PAGE:
Y=-(10/3)X.sup.2+(80/3)X+20/3
[0053] In the present embodiment, coefficients of respective terms
of the function are intended to be the correction data 305. Here,
in the first and the second modes, different functions are to be
applied in accordance with the distance, and therefore it is also
intended to include, in the correction data 305, information about
the extent of distance to which the coefficients of respective
terms are to be applied. Here, for example, the order of the
function can be determined by the number of coefficients.
[0054] As has been described above, inclusion of information, for
example, coefficients for obtaining the function for calculating
the correction amount in the correction data 305, allows for
reducing the amount of the correction data 305, and suppressing the
phenomenon of excessive toner adhesion.
[0055] As has been described above, the correction data 305 is
preliminarily stored in the storage medium 209 of the cartridge
108. The correction data 305 is used by the image forming apparatus
in order to determine, from the exposure amount indicated by the
image data, the correction amount for correcting the exposure
amount of a correction target pixel among a plurality of pixels
indicated by the image data. However, in order to reduce the amount
of the correction data 305 to be stored in the storage medium 209,
the correction data 305 is intended to be data indicating only a
correction amount corresponding to a representative parameter value
of some of a plurality of parameter values of the first parameter
for varying the correction amount. For example, in the first
embodiment, the first parameter value is the distance from an edge
of a pixel. Additionally, in the second embodiment, the first
parameter value is the total number of sheets used for image
formation. Note that the first parameter may be any parameter for
varying the correction amount, without being limited to the
distance from an edge of an image or the total number of sheets
used for image formation. For example, the first parameter may be
at least one of temperature and humidity of the image forming
apparatus. In addition, the first parameter may be a combination of
a plurality of parameters, such as, for example, a combination of
the distance from an edge of an image and the total number of
sheets used for image formation.
[0056] Furthermore, when there exists a second parameter which is
different from the first parameter for varying the correction
amount, the correction data 305 may indicate the representative
parameter value and the correction amount for the first parameter
when the second parameter is the reference value. In this case, the
controller 703 identifies, based on the correction data 305, the
first correction amount for the correction target pixel when the
second parameter is the reference value. On the other hand, the
controller 703 performs a predetermined calculation on the first
correction amount to identify the second correction amount for the
correction target pixel when the second parameter is a value which
is different from the reference value. For example, the second
parameter in the first embodiment corresponds to an operation mode
with respect to speed, and the reference value is a value
indicating the first mode. In addition, the second parameter in the
second embodiment represents temperature and humidity conditions,
and the reference value represents temperature and humidity
corresponding to the first condition. Here, the second parameter in
the second embodiment may represent temperature or humidity.

TO BE DONE:
**A)** List every item in the correction data passage that has a reference numeral, giving each with its numeral.
**B)** Reproduce the part of the correction data passage starting with "[0054] As has" and going on through "excessive toner adhesion.".

ENTRIES PROVIDED:
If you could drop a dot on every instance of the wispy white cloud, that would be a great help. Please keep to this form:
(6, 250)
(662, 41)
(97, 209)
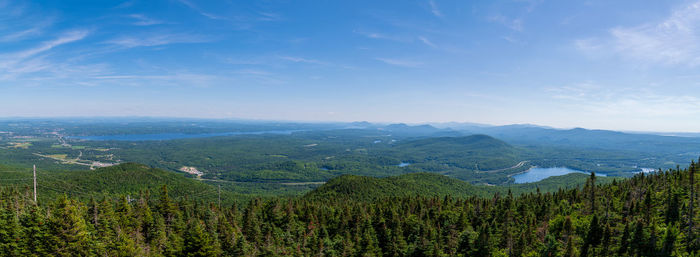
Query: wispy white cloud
(7, 59)
(400, 62)
(269, 16)
(434, 9)
(377, 35)
(302, 60)
(427, 42)
(625, 102)
(157, 40)
(672, 41)
(143, 20)
(515, 24)
(202, 12)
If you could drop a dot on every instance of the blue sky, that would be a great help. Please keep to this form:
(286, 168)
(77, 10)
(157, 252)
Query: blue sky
(624, 65)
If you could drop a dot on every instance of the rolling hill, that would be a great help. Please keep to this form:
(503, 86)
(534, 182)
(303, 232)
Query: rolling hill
(475, 152)
(363, 188)
(114, 181)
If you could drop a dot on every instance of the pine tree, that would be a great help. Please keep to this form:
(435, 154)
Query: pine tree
(69, 235)
(197, 242)
(33, 233)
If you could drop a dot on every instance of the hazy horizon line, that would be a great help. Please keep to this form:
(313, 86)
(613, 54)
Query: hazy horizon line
(263, 120)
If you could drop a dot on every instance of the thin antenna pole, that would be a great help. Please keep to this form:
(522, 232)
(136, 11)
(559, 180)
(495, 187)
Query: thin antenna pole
(35, 183)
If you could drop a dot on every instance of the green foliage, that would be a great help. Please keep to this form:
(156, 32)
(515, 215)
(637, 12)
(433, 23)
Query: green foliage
(629, 218)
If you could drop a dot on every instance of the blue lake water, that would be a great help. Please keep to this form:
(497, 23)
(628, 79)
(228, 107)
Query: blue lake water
(537, 174)
(170, 136)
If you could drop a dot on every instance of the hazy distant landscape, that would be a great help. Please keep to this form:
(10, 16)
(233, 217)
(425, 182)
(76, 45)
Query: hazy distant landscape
(419, 128)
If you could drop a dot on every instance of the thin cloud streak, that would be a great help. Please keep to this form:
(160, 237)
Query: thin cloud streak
(400, 63)
(157, 40)
(673, 41)
(434, 9)
(143, 20)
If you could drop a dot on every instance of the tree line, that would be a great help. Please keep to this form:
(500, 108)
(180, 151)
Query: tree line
(647, 215)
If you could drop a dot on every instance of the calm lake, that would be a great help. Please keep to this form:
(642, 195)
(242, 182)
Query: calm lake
(170, 136)
(537, 174)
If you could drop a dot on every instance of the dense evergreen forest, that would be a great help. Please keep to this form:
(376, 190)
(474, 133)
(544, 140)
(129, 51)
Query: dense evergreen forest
(647, 215)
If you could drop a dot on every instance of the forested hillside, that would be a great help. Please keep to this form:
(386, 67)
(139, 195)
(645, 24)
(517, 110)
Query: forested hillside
(111, 182)
(361, 188)
(647, 215)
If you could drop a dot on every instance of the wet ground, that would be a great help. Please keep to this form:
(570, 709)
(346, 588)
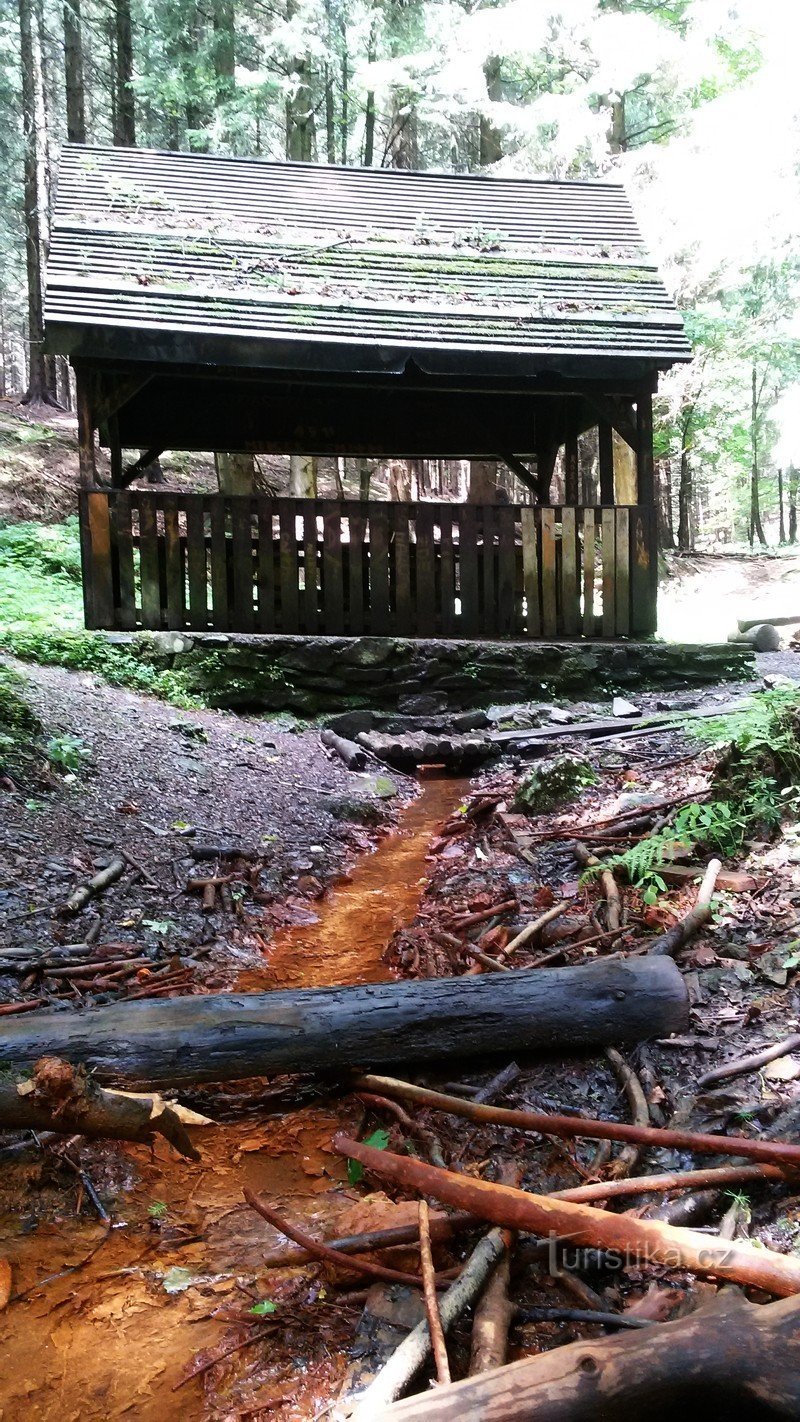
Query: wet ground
(111, 1338)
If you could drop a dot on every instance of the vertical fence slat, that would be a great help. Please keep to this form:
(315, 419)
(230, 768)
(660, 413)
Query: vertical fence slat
(355, 568)
(570, 607)
(266, 568)
(506, 569)
(333, 570)
(220, 602)
(425, 592)
(196, 562)
(446, 570)
(468, 569)
(623, 573)
(378, 569)
(242, 562)
(608, 570)
(289, 566)
(588, 572)
(172, 565)
(404, 600)
(149, 572)
(100, 552)
(124, 543)
(310, 606)
(530, 573)
(549, 600)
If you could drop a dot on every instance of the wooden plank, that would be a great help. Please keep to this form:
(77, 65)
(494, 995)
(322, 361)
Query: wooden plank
(468, 569)
(220, 600)
(506, 556)
(307, 511)
(608, 570)
(642, 556)
(242, 562)
(266, 566)
(425, 589)
(606, 458)
(530, 573)
(404, 619)
(488, 568)
(100, 551)
(289, 566)
(570, 606)
(588, 570)
(174, 565)
(333, 570)
(623, 555)
(446, 570)
(196, 562)
(378, 569)
(357, 568)
(549, 600)
(122, 536)
(149, 570)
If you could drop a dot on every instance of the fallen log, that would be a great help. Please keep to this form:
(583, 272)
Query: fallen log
(728, 1360)
(625, 1236)
(61, 1098)
(353, 755)
(232, 1035)
(772, 1152)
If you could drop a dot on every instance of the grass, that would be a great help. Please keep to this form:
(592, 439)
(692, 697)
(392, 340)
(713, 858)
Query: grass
(41, 616)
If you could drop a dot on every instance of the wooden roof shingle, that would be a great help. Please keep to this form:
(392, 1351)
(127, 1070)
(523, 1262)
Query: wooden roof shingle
(193, 258)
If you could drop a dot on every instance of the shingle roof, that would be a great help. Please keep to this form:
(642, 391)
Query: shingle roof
(175, 253)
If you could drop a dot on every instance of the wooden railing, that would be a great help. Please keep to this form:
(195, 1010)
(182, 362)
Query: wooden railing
(209, 562)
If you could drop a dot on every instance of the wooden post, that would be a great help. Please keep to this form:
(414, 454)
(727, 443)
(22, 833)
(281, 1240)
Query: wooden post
(606, 452)
(85, 430)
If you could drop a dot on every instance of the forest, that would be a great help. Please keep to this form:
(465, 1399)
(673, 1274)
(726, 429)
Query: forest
(691, 103)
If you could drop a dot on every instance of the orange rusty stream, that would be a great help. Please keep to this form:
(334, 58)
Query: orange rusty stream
(108, 1341)
(358, 916)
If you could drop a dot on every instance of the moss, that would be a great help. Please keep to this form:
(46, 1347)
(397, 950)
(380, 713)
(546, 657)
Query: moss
(553, 782)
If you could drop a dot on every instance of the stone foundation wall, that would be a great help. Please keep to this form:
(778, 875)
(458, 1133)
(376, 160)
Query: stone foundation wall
(316, 674)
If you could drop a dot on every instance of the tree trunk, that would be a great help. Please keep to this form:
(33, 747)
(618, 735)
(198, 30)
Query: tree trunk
(303, 477)
(726, 1360)
(37, 391)
(74, 73)
(236, 472)
(756, 529)
(482, 481)
(233, 1035)
(124, 108)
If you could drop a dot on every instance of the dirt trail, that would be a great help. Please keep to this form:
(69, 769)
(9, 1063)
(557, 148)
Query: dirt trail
(108, 1340)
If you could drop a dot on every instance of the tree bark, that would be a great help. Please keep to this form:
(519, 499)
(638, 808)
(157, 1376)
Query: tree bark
(226, 1037)
(124, 105)
(37, 391)
(74, 73)
(728, 1360)
(756, 529)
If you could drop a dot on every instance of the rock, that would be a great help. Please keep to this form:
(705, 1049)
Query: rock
(624, 708)
(169, 643)
(553, 781)
(426, 703)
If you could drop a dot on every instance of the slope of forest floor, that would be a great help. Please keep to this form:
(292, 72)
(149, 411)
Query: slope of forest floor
(169, 1308)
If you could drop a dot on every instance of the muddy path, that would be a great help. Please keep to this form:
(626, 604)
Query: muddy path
(179, 1264)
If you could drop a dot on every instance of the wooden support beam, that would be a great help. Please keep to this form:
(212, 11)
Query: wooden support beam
(85, 428)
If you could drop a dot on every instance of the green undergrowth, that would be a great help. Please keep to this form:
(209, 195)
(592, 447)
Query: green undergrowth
(41, 616)
(755, 784)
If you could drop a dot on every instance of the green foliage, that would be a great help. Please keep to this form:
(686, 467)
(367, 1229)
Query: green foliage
(67, 752)
(380, 1141)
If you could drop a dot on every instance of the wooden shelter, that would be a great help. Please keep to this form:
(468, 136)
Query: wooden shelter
(235, 305)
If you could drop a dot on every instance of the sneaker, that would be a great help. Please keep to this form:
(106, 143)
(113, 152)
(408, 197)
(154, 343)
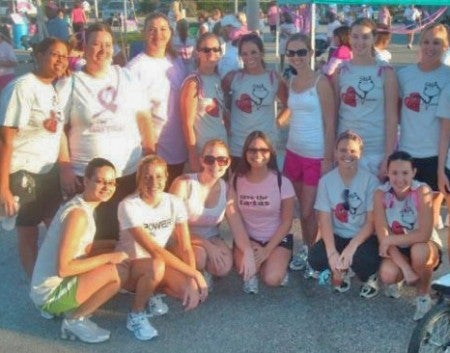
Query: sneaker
(370, 288)
(156, 306)
(344, 286)
(140, 326)
(423, 305)
(393, 290)
(251, 286)
(209, 280)
(299, 260)
(285, 281)
(83, 329)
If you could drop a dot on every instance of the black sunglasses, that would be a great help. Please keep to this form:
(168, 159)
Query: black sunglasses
(207, 50)
(221, 160)
(299, 52)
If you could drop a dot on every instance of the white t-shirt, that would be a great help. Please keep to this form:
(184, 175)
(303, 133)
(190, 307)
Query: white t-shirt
(37, 110)
(159, 221)
(103, 120)
(160, 79)
(7, 53)
(45, 277)
(443, 112)
(419, 125)
(204, 221)
(347, 204)
(260, 204)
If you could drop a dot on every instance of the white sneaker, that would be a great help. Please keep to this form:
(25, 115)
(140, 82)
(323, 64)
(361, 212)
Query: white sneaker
(423, 305)
(156, 306)
(83, 329)
(251, 286)
(140, 326)
(393, 290)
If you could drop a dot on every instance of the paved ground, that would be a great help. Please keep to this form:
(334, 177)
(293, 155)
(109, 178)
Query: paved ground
(304, 317)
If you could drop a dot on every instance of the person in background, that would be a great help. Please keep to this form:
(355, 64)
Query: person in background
(260, 210)
(31, 126)
(70, 278)
(409, 245)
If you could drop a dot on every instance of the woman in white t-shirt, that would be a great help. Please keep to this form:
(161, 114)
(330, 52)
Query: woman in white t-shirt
(31, 125)
(107, 119)
(154, 233)
(367, 98)
(201, 100)
(260, 212)
(204, 194)
(409, 244)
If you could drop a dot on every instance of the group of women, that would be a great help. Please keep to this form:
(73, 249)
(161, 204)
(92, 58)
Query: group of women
(118, 139)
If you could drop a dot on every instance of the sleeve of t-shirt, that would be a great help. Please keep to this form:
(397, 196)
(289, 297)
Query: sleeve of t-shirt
(443, 109)
(322, 200)
(287, 190)
(129, 214)
(372, 186)
(15, 104)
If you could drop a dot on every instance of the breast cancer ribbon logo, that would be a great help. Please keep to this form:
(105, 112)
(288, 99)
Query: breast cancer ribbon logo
(107, 98)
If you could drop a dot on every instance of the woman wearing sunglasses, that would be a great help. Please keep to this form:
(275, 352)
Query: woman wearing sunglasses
(204, 194)
(154, 233)
(366, 94)
(309, 148)
(409, 244)
(250, 94)
(201, 100)
(260, 212)
(345, 213)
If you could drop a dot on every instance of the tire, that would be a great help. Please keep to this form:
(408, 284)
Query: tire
(432, 333)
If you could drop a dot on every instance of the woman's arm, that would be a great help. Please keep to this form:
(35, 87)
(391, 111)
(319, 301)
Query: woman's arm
(326, 97)
(444, 142)
(188, 109)
(391, 98)
(73, 229)
(7, 135)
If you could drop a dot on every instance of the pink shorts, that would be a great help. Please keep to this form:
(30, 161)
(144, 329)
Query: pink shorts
(302, 169)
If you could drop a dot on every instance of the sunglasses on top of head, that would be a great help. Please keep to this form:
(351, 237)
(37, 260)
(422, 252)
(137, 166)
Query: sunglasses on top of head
(210, 160)
(299, 52)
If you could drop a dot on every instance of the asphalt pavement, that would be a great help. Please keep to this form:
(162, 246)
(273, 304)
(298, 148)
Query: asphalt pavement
(303, 317)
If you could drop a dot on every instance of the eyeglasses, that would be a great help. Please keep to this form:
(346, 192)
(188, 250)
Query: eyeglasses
(207, 50)
(221, 160)
(299, 52)
(109, 184)
(260, 150)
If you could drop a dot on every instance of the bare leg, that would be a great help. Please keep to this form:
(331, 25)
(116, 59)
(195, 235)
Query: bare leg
(28, 247)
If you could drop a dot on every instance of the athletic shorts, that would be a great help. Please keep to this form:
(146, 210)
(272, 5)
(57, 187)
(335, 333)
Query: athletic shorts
(302, 169)
(39, 195)
(427, 171)
(63, 298)
(287, 242)
(407, 253)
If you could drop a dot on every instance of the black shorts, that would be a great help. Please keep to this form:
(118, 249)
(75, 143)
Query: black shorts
(287, 242)
(427, 171)
(407, 253)
(39, 195)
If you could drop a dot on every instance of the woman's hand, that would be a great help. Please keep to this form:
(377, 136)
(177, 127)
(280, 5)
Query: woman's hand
(261, 253)
(248, 265)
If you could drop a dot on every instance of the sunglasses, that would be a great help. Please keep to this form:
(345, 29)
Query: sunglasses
(207, 50)
(256, 150)
(221, 160)
(299, 52)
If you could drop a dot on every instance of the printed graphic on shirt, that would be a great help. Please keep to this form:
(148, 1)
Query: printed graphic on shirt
(429, 97)
(365, 85)
(246, 103)
(347, 211)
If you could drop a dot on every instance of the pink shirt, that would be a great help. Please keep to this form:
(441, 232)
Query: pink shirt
(260, 205)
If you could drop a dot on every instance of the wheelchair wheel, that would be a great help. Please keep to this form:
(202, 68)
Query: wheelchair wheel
(432, 333)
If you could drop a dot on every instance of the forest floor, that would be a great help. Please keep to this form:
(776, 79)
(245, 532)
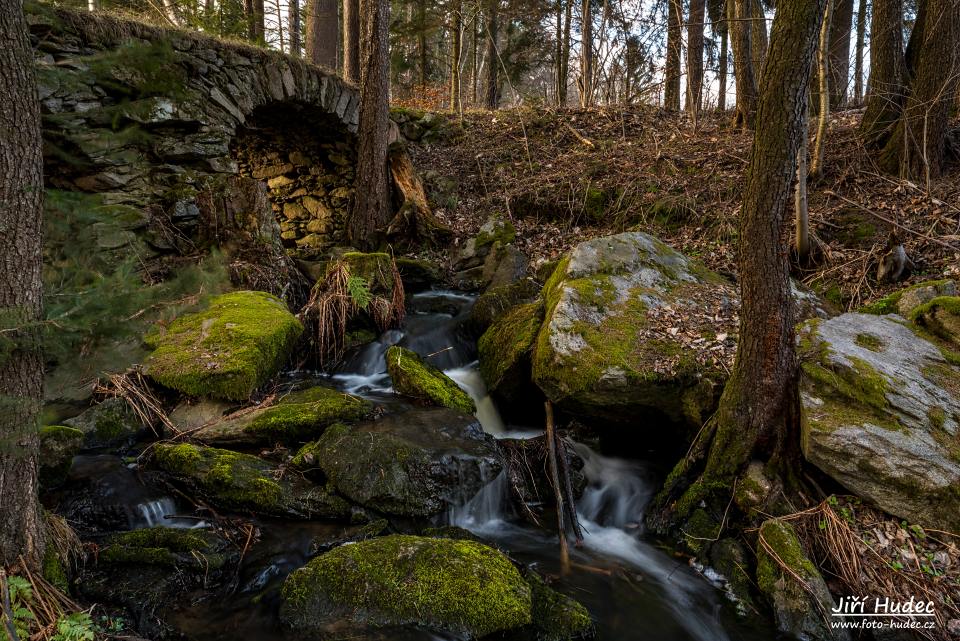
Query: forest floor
(564, 176)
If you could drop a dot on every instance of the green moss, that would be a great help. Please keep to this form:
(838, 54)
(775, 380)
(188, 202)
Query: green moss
(233, 480)
(456, 586)
(414, 377)
(508, 342)
(871, 342)
(228, 350)
(303, 414)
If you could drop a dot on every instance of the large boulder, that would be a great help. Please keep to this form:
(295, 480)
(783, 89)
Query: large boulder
(296, 417)
(416, 463)
(633, 326)
(235, 481)
(414, 377)
(226, 351)
(452, 586)
(881, 407)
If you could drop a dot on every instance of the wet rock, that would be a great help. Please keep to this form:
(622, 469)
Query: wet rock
(112, 423)
(412, 376)
(416, 463)
(800, 609)
(450, 586)
(235, 481)
(226, 351)
(881, 414)
(296, 417)
(631, 327)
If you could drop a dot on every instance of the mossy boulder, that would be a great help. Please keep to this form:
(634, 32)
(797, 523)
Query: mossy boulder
(791, 582)
(632, 326)
(416, 463)
(58, 445)
(296, 417)
(112, 423)
(881, 415)
(226, 351)
(235, 481)
(171, 547)
(451, 586)
(412, 376)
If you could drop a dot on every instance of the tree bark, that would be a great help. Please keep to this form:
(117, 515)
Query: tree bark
(21, 292)
(743, 63)
(371, 210)
(322, 30)
(858, 60)
(586, 55)
(457, 29)
(695, 22)
(492, 98)
(671, 71)
(885, 87)
(841, 23)
(758, 417)
(351, 40)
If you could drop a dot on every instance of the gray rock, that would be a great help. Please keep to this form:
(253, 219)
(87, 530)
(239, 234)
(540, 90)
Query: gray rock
(881, 413)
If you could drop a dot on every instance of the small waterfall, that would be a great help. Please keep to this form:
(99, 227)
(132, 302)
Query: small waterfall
(470, 381)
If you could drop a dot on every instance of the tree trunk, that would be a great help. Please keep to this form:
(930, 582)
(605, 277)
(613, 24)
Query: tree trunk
(371, 209)
(351, 40)
(322, 29)
(493, 77)
(823, 74)
(671, 71)
(858, 64)
(918, 147)
(457, 29)
(885, 87)
(743, 69)
(724, 62)
(21, 292)
(841, 24)
(695, 55)
(586, 56)
(758, 417)
(296, 48)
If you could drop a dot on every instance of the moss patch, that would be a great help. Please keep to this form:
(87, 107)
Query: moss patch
(228, 350)
(450, 585)
(415, 378)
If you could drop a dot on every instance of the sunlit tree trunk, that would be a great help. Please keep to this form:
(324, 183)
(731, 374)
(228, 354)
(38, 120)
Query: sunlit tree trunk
(21, 293)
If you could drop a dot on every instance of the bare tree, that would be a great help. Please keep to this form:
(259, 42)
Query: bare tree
(21, 293)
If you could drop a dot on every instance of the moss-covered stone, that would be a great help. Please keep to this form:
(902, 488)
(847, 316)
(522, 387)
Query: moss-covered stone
(414, 377)
(796, 591)
(58, 445)
(236, 481)
(296, 417)
(226, 351)
(505, 349)
(458, 587)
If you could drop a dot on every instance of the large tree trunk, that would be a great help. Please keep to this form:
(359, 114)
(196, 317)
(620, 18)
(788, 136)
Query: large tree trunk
(758, 416)
(322, 29)
(671, 71)
(841, 23)
(586, 55)
(695, 55)
(917, 149)
(371, 210)
(21, 292)
(351, 40)
(885, 87)
(457, 29)
(858, 64)
(743, 62)
(492, 98)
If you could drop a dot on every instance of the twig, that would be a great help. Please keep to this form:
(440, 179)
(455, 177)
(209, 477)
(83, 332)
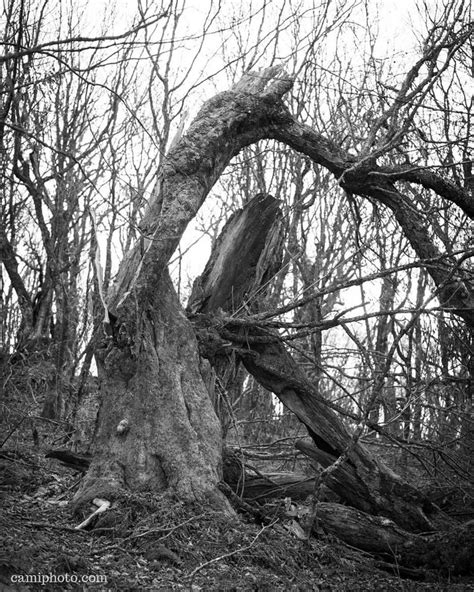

PROBLEM SOLUTIONS:
**A)**
correction data 305
storage medium 209
cartridge 108
controller 703

**B)**
[0054] As has been described above, inclusion of information, for
example, coefficients for obtaining the function for calculating
the correction amount in the correction data 305, allows for
reducing the amount of the correction data 305, and suppressing the
phenomenon of excessive toner adhesion.